Reproduce each record exactly.

**SUPPLIED RECORDS**:

========================================================================

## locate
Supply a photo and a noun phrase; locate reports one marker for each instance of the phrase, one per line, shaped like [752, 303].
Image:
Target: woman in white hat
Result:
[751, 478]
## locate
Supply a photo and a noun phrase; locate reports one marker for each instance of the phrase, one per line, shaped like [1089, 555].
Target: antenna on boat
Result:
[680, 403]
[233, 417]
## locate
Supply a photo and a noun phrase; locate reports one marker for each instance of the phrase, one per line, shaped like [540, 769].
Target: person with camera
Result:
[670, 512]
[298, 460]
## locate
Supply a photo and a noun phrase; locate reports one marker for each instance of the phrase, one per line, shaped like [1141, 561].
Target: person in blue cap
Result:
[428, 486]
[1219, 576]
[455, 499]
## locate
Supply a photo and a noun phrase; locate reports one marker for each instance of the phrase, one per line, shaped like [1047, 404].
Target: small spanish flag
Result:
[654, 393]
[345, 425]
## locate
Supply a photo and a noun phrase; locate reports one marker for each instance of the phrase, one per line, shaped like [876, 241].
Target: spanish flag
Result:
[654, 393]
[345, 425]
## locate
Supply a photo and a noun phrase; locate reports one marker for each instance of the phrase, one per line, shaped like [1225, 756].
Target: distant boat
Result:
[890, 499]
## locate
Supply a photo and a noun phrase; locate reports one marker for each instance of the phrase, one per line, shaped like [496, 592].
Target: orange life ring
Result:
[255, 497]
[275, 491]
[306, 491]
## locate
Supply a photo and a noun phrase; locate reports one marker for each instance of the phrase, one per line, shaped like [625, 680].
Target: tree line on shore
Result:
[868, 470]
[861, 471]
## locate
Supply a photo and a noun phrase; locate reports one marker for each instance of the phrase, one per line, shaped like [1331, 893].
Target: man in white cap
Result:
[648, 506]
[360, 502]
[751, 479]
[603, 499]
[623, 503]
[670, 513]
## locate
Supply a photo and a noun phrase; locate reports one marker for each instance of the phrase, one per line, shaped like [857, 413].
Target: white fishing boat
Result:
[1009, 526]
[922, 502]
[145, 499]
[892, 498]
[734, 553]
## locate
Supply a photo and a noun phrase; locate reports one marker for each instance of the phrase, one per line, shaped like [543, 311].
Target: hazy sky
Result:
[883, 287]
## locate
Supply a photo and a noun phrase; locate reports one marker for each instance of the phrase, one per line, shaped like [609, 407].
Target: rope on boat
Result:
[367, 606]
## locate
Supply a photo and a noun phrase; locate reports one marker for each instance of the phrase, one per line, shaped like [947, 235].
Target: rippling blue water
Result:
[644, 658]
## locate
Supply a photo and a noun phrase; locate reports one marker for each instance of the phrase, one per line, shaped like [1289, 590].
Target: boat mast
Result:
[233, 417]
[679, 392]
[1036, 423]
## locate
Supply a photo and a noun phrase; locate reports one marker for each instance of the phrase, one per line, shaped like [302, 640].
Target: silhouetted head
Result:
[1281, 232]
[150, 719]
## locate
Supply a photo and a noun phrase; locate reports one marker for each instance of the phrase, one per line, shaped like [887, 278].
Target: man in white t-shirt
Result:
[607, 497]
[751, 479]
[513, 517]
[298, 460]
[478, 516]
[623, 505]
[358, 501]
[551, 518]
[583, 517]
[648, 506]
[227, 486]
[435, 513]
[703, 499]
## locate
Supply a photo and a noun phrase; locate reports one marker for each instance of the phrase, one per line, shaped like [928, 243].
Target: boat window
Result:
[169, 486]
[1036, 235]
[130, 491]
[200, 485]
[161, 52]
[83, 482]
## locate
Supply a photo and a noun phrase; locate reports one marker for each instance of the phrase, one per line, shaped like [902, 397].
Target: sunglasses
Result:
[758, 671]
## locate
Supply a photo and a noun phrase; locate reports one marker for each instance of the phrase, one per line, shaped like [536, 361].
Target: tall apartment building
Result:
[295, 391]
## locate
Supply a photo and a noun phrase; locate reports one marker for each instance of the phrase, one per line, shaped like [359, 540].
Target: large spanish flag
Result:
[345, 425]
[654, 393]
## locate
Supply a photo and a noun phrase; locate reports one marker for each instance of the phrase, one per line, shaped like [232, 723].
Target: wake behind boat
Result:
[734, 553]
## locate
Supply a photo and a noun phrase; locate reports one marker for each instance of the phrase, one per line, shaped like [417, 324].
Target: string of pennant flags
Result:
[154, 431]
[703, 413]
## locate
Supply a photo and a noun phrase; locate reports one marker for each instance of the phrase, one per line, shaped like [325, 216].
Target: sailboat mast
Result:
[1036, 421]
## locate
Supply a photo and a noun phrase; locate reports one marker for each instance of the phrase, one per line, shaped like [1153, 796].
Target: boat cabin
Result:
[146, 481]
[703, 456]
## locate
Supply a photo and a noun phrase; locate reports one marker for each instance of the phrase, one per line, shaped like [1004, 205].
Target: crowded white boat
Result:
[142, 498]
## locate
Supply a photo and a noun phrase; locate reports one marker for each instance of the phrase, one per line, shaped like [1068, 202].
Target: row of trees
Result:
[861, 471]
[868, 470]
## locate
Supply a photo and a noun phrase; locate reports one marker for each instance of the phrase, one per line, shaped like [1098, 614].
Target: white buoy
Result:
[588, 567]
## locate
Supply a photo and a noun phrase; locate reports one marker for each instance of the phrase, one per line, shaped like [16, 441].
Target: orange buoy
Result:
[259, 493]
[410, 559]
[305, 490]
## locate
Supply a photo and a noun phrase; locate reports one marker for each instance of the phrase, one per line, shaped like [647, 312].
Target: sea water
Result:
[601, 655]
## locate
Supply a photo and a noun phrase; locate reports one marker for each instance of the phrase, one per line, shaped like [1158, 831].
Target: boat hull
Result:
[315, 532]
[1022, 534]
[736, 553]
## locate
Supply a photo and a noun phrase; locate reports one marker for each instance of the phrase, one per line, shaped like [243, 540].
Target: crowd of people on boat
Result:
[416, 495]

========================================================================

**TASK ANSWER**:
## locate
Supply a photo and a noun phrase; locate reports one marker for each instance of the phrase, one per line, shaped like [752, 303].
Image:
Target: woman in white hat
Result:
[751, 478]
## locate
Supply a photo and a noun phrase; locate reports one marker for each instance of the phrase, one per line, shaped like [1089, 555].
Target: antenna on boat
Result:
[680, 403]
[233, 417]
## locate
Supply a photo and a noun phrase; locate reports one marker for each instance of the phrase, one per line, shaped like [540, 769].
Target: person with camera
Result:
[670, 512]
[298, 460]
## locate
Supply a photo and a noun phrase; locate reports one marker for each instance of the phrase, one per line, shaped like [1141, 561].
Target: person in blue cap
Result:
[428, 486]
[1219, 576]
[455, 499]
## locate
Supply a photo and a noun phrase; locate reports one marker for each instance of the phrase, one per line, shaped like [1047, 404].
Target: small spanish flag
Result:
[654, 393]
[345, 425]
## locate
Supply a photo and a noun phrase; locate reports one marker for each instance of the phrase, one per line, shaped like [876, 241].
Target: spanish flag
Result:
[654, 393]
[345, 425]
## locate
Supply a photo and a noun phrase; locate reports one marker for each instance of the phrase, one per line, shaped like [1225, 756].
Target: distant boat
Result:
[890, 499]
## locate
Supply a photo and a noun phrase; locate reports one marker for each instance of the phrase, one per line, shaped like [496, 592].
Target: orange life ring
Result:
[255, 497]
[275, 491]
[306, 491]
## locate
Supply a photo and a noun phrase; locate reports one marker for each instance of the phrase, one per line, shaped like [625, 680].
Target: tree line on shore
Result:
[868, 470]
[861, 471]
## locate
Supply a photo and a noun phrase; locate reports one marker for each instance of the phrase, one per line, shaped like [1331, 893].
Target: man in white cap
Result:
[648, 506]
[360, 502]
[751, 479]
[603, 499]
[623, 503]
[670, 513]
## locate
Supply a photo and a noun phrase; locate reports one marker for each instance of the phrase, one per line, shaped like [857, 413].
Target: white fishing boat
Result:
[1009, 526]
[922, 502]
[145, 499]
[892, 498]
[734, 553]
## locate
Supply a photo and a noun phrase; locate reports one marker for each instance of the phrase, one per line, shaped like [543, 311].
Target: hazy sky
Result:
[883, 287]
## locate
Supply a photo and a noun phrase; locate reports one marker for each instance of the phrase, one per line, shaped like [609, 407].
Target: rope on boat
Result:
[367, 606]
## locate
Supply a photo and a noun phrase; locate reports one marker for each instance of the phrase, one per line, shaped like [947, 235].
Target: rippling blue water
Result:
[644, 658]
## locate
Supply a photo and a noun phrase; locate reports one marker for each instance of the phrase, one per line, shaped like [1289, 590].
Target: boat mast
Result:
[233, 417]
[679, 392]
[1036, 423]
## locate
Supply a photo and a noun phrase; locate reports one marker for each instance of the phrase, one per line, shaped like [302, 640].
Target: silhouetted head
Result:
[1281, 232]
[150, 719]
## locate
Supply a photo and a noun phrase; locate reports one marker for each instance of the phrase, one per line, shaped like [887, 278].
Target: man in white t-shirt
Result:
[607, 497]
[751, 479]
[513, 517]
[298, 460]
[478, 516]
[623, 505]
[358, 501]
[551, 518]
[583, 517]
[648, 506]
[227, 486]
[435, 513]
[703, 499]
## locate
Supply a photo and a noun phrase; locate reports one marker for each instance of the phrase, one per line, shaped like [928, 243].
Target: boat window
Result:
[169, 486]
[1036, 235]
[130, 491]
[200, 485]
[161, 52]
[83, 482]
## locate
Supply a photo and a noun phrase; locate reports one marker for each instance of the phrase, one per line, shaped like [902, 397].
Target: sunglasses
Result:
[758, 671]
## locate
Supply a photo and a noun phrase; locate reports one marker for each instance of the phrase, one per line, shaped like [536, 361].
Target: tall apartment building
Result:
[295, 391]
## locate
Supply a photo and a noun phrase; locate reports one marker for each instance of the phrase, one per line, shaped like [359, 540].
Target: large spanish flag
Result:
[345, 425]
[654, 393]
## locate
Supply a photo and a noun phrase; locate reports one marker for each instance of the phrase, one per line, shaped like [232, 723].
Target: wake behind boat
Result:
[734, 553]
## locate
Supply a photo and a noun phrase; locate reports one marker for each instance of the phrase, one per line, shaped like [417, 324].
Target: string of pennant flags
Result:
[154, 431]
[703, 413]
## locate
Supply a photo and a noun phrase; locate reports one marker for each instance of the phrase, one per line, shaped like [325, 216].
Target: sailboat mast
Result:
[1036, 421]
## locate
Supply a photo and a noun phrase; locate reports one marker for each instance of the phrase, one per line, shaped like [1153, 796].
Target: boat cabin
Result:
[146, 481]
[703, 456]
## locate
Supply a photo and a noun phrase; locate reports one marker for each instance of the phrase, one per line, shaped like [1004, 205].
Target: crowded white boat
Result:
[142, 498]
## locate
Supply a photo and a noun phrase; locate reports one marker for each instance of the phrase, one per line, shaped like [1068, 202].
Target: row of trees
Result:
[861, 471]
[868, 470]
## locate
Supply a photo and a noun phrase; locate reports one marker for each instance of the phrase, one per line, shaped like [1098, 614].
Target: white buoy
Result:
[588, 567]
## locate
Supply a photo and a noun phrase; locate reports one marker for each instance of the phrase, one per line, shaped like [16, 441].
Target: orange buoy
Result:
[259, 493]
[410, 559]
[305, 490]
## locate
Supply a photo and a noun phrase; locate reports one marker for each instance of the phrase, one per line, shaped like [647, 312].
Target: sea water
Result:
[601, 655]
## locate
Supply a photo and a noun phrase; locate reports one marker for each instance of the phrase, one per line, shaped like [1158, 831].
Target: boat hull
Result:
[315, 532]
[1022, 534]
[736, 553]
## locate
Supply a photo and a noun phrase; locate reports one marker for each instance of the phrase, one per line, shaped like [243, 540].
Target: crowd of people on boat
Result:
[416, 495]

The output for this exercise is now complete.